## Trecho do documento
++++

À reportagem, João Bosco, disse que não teve maiores informações sobre as investigações, além das versões dos três sobreviventes: que garantem que os policiais não se identificaram enquanto militares e, por isso, Gabriela e os demais ocupantes de uma Hilux SW4 preta - uma cantora e um sanfoneiro, também baleados; outra dançarina e o motorista do veículo -, não pararam. 

As vítimas, todas de Fortaleza, e integrantes da banda de forró Sala de Reboco, se apresentavam pelo interior da Bahia. Na narrativa da PM, o grupo furou dois bloqueios e trafegou na contramão - o que a corporação usa como justificativa para a “abordagem ostensiva”.  Na perspectiva de um pai órfão, que enterrou a filha há três dias, no entanto, o que importa, agora, é encontrar meios de explicar para o neto, diariamente, que ele não voltará a ver a mãe, com quem conviveu por seis anos.   Gabriela tinha 24 anos e deixou um filho de seis (Foto: Acervo Pessoal) “Não tenho notícias nenhuma sobre o que houve, nem o que vai haver. Só sei que está muito ruim, muito difícil. Meu neto toda hora pergunta pela mãe, e a gente não sabe mais o que fazer. A verdade é que ele precisa de um psicólogo, mas nós temos dificuldade porque é algo caso”, comentou o motorista, ao lembrar que a filha criou o neto sem a ajuda do pai.Segundo João Bosco, Gabriela, que dançava há cerca de sete anos, nunca contou com o pai do garoto, que sequer conheceu a criança. “Nenhum de nós conhece esse cara. Minha filha era uma guerreira, porque trabalhava, fazia os trabalhos com dança e ajudava minha mulher em casa para auxiliar na renda e aí, agora, um vazio”, lamentou João, que declarou ter apoiado a filha desde que ela anunciou a gravidez, aos 17 anos.

“Eu sei que fiz de tudo. Fiz um quartinho e coloquei ela e meu netinho e assim a vida foi passando e fomos levando. Foi nessa profissão que ela encontrou um jeito de ganhar um dinheirinho a mais, e gostava muito de dança, de forró”.

‘Não vou perder a perna’ Baleada de raspão nas nádegas, a cantora da banda, Joelma Rios, 44, recebeu alta do Hospital Regional de Irecê, para onde todas as vítimas foram socorridas, ainda na manhã seguinte do crime. Já o sanfoneiro Eliedelson Possidônio Júnior, 32, que ficou ferido em uma das pernas, precisou ser transferido para o Hospital Geral do Estado (HGE), em Salvador.

++++

## Instruções do exercício
A. Segundo a reportagem, quantos anos tinha Gabriela?
B. Reescreva o trecho da reportagem que começa com as palavras que contêm "À reportagem, João" e termina com "-, não pararam.", trocando "Hilux SW4 preta" por "Hilux SW4 branca".
C. Cada afirmação a seguir concorda com a reportagem? Responda sim ou não e cite as palavras do texto que decidem.
(i) As vítimas eram todas de Salvador.
(ii) Gabriela anunciou a gravidez aos 17 anos.
(iii) A cantora Joelma Rios precisou ser transferida para o Hospital Geral do Estado.

## Dados de origem
++++

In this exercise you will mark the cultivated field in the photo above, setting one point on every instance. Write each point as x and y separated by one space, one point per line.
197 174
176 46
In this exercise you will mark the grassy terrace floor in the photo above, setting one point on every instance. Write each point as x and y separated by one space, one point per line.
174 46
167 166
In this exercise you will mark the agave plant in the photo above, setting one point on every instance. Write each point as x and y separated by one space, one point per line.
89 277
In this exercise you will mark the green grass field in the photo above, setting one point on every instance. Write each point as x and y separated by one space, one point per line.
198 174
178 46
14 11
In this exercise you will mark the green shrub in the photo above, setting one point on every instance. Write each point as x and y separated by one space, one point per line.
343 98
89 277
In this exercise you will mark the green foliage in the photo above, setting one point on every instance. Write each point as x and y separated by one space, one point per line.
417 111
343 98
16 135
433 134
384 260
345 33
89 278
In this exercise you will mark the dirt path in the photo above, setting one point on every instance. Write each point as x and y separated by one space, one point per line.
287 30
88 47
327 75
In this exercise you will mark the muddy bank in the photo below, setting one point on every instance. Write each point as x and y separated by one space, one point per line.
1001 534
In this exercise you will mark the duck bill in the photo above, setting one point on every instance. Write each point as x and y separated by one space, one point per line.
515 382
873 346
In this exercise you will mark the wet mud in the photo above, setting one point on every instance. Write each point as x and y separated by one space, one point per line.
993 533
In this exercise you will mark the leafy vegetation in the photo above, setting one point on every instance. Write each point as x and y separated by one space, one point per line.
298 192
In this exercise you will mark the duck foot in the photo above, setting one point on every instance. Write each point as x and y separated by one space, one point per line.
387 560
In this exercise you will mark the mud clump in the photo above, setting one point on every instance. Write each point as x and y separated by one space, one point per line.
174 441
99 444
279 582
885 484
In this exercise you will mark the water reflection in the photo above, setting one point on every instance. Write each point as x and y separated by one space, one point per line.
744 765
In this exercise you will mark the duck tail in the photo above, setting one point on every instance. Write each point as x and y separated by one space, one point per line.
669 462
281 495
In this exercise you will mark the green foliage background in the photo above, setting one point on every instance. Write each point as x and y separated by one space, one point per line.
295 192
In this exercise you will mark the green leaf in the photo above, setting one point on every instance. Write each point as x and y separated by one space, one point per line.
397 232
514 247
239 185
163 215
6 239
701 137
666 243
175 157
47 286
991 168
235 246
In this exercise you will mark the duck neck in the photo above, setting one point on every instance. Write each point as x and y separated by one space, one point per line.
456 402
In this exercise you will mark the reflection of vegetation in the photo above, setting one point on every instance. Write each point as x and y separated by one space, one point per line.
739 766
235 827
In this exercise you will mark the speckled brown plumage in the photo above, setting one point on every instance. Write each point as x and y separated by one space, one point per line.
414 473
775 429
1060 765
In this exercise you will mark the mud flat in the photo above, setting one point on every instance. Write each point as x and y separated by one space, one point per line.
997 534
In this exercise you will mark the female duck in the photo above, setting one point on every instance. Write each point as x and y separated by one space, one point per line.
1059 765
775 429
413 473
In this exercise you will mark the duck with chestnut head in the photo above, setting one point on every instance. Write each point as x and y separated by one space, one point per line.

++++

## Respostas do exercício
A. Gabriela tinha 24 anos.

B.
À reportagem, João Bosco, disse que não teve maiores informações sobre as investigações, além das versões dos três sobreviventes: que garantem que os policiais não se identificaram enquanto militares e, por isso, Gabriela e os demais ocupantes de uma Hilux SW4 branca - uma cantora e um sanfoneiro, também baleados; outra dançarina e o motorista do veículo -, não pararam.

C.
(i) Não: "As vítimas, todas de Fortaleza".
(ii) Sim: "desde que ela anunciou a gravidez, aos 17 anos".
(iii) Não: "Já o sanfoneiro Eliedelson Possidônio Júnior, 32, que ficou ferido em uma das pernas, precisou ser transferido para o Hospital Geral do Estado (HGE)".